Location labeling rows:
···

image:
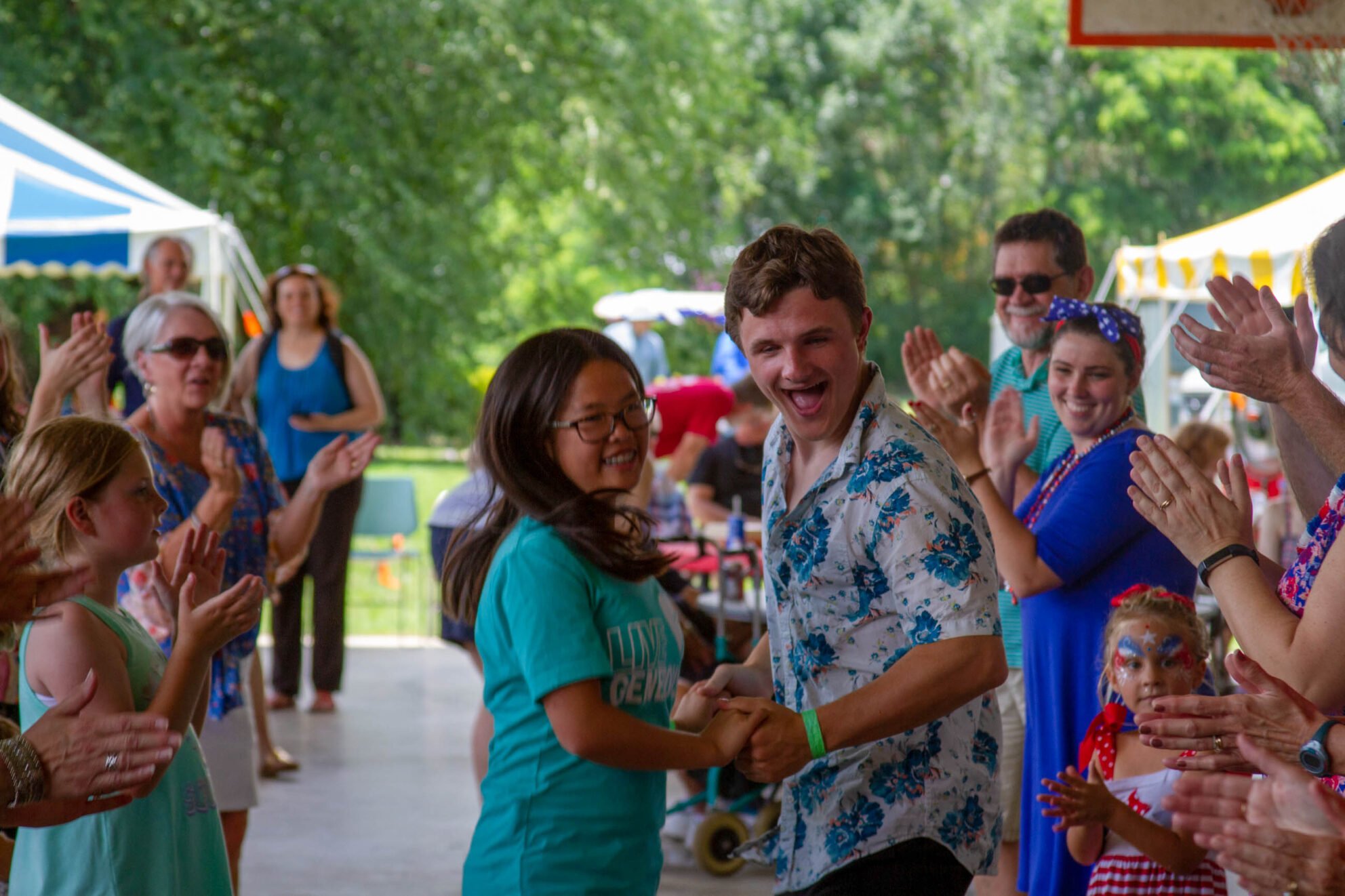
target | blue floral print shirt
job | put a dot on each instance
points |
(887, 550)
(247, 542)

···

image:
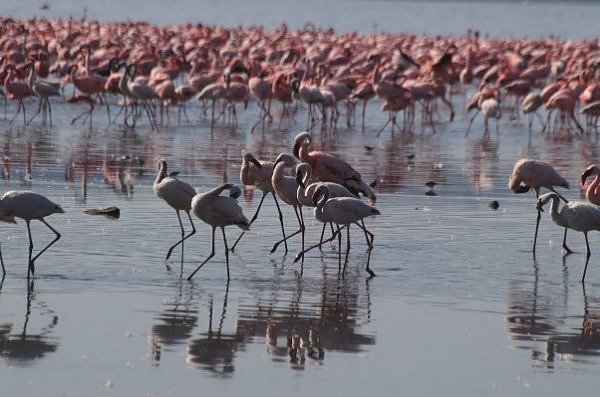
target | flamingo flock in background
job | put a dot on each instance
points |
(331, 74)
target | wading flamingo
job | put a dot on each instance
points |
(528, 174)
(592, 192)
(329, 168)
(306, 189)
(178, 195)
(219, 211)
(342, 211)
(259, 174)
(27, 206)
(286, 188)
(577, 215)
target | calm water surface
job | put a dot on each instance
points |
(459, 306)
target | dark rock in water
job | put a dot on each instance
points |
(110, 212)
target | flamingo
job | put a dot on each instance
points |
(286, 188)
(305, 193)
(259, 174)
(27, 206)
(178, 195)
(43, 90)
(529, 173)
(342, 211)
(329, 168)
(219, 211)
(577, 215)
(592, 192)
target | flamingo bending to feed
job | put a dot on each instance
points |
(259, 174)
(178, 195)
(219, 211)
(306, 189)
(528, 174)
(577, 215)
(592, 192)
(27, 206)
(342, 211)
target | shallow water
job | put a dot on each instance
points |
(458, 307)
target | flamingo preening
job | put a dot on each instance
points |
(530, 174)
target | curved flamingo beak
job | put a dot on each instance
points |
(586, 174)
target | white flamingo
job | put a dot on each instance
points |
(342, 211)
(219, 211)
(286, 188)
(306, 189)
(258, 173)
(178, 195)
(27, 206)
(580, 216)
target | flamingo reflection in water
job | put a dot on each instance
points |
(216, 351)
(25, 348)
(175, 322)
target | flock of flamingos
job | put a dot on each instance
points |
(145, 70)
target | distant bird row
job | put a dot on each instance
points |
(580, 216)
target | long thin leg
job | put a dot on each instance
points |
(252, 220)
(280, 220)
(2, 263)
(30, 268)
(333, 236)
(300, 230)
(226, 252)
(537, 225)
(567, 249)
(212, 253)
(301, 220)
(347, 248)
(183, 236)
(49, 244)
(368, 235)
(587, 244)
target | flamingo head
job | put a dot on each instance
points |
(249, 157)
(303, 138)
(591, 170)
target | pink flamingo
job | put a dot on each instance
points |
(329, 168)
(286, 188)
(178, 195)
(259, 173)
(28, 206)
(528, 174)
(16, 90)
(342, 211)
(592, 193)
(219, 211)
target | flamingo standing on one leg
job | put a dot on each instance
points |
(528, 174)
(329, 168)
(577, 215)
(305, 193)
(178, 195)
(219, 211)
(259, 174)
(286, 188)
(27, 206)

···

List each line of the rows above that contains the string "flock". Treat the match as case-sensitive.

target | flamingo flock in background
target | flock of flamingos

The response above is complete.